[WORK ITEM] Looking at the data below, how many lines include the word "riding"? Respond with the number only.

[PROVIDED ENTRIES]
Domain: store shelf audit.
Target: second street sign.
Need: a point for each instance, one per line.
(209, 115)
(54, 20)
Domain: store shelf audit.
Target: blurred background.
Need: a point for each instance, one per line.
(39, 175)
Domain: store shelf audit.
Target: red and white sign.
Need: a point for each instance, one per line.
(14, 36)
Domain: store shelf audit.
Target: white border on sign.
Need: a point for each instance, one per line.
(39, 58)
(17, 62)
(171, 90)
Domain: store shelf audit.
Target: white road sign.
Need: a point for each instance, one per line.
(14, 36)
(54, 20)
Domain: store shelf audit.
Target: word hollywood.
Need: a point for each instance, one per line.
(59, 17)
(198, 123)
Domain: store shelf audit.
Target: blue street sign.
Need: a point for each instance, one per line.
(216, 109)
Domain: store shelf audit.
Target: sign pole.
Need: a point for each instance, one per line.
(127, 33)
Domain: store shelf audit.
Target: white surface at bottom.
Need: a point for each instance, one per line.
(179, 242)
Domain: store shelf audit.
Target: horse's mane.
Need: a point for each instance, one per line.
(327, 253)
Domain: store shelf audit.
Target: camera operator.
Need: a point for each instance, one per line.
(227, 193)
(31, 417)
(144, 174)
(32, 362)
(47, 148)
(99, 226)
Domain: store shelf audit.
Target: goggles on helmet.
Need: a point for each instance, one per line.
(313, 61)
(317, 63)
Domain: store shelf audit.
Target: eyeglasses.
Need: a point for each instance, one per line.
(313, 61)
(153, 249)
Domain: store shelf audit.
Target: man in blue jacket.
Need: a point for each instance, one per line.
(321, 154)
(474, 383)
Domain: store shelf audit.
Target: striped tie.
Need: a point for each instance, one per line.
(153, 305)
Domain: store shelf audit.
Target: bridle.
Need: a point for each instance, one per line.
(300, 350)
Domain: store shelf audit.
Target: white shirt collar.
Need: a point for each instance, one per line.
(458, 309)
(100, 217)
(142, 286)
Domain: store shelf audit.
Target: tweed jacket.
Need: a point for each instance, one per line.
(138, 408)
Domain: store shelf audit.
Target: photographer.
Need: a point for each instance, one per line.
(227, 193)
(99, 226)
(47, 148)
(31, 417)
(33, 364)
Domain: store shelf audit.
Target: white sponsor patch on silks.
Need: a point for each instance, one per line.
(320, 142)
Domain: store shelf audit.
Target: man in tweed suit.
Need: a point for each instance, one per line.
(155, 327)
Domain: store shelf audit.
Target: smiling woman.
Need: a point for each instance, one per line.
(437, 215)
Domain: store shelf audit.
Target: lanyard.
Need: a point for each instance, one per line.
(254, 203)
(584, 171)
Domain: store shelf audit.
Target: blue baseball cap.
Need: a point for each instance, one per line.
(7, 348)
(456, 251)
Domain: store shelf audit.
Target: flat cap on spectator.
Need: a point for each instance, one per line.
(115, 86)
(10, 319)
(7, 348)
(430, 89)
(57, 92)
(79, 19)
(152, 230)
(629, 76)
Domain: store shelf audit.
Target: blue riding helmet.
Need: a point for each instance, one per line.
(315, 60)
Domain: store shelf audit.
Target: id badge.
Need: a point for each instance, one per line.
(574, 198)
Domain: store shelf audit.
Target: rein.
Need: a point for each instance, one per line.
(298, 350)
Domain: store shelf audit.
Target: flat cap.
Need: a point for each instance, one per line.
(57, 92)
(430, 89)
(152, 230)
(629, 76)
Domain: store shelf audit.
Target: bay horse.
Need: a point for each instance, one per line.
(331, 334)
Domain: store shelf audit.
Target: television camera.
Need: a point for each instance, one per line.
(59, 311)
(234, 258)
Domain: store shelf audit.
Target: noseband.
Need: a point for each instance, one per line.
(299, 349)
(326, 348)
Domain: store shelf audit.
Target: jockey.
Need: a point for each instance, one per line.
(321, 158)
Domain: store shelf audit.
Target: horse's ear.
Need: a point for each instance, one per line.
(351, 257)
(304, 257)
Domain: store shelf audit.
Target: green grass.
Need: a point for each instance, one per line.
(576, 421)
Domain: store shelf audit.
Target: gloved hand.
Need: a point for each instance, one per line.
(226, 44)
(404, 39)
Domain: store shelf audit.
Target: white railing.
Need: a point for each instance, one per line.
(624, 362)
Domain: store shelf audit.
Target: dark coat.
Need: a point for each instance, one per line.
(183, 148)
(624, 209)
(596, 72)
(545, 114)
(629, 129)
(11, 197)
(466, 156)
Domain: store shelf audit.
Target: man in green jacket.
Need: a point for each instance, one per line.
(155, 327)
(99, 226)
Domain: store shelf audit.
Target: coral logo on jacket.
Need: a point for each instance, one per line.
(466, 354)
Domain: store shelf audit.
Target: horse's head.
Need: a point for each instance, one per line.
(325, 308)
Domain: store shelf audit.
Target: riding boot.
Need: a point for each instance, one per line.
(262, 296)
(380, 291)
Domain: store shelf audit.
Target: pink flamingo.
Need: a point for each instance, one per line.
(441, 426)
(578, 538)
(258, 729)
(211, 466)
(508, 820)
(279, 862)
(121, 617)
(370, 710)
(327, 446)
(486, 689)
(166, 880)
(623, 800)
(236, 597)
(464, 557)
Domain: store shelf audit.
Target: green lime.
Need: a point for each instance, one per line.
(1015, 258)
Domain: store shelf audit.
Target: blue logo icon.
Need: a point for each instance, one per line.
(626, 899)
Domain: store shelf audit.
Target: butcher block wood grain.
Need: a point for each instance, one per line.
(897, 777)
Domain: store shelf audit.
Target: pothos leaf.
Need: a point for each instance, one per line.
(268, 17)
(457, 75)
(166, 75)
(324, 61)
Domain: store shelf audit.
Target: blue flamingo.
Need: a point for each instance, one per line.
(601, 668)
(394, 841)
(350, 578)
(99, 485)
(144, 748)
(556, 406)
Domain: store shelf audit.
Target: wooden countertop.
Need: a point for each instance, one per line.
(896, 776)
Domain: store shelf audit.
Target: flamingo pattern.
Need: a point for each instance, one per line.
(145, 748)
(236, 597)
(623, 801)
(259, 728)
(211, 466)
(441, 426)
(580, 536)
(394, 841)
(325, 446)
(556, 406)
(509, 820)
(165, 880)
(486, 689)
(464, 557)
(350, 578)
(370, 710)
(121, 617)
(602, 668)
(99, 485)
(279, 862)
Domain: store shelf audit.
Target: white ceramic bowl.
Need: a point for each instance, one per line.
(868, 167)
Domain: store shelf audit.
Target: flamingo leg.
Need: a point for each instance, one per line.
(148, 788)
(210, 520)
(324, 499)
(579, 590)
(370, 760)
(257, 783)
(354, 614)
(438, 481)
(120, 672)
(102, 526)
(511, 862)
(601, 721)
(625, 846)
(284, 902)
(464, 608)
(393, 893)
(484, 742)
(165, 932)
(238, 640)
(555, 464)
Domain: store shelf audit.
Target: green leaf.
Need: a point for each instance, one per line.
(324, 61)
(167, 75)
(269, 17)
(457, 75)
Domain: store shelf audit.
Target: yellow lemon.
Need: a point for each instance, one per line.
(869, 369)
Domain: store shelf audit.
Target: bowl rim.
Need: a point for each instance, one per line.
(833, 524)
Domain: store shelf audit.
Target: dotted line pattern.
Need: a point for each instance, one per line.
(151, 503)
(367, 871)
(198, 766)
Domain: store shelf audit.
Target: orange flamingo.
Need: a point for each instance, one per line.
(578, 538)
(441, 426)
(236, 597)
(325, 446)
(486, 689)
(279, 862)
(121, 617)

[ANSWER] 2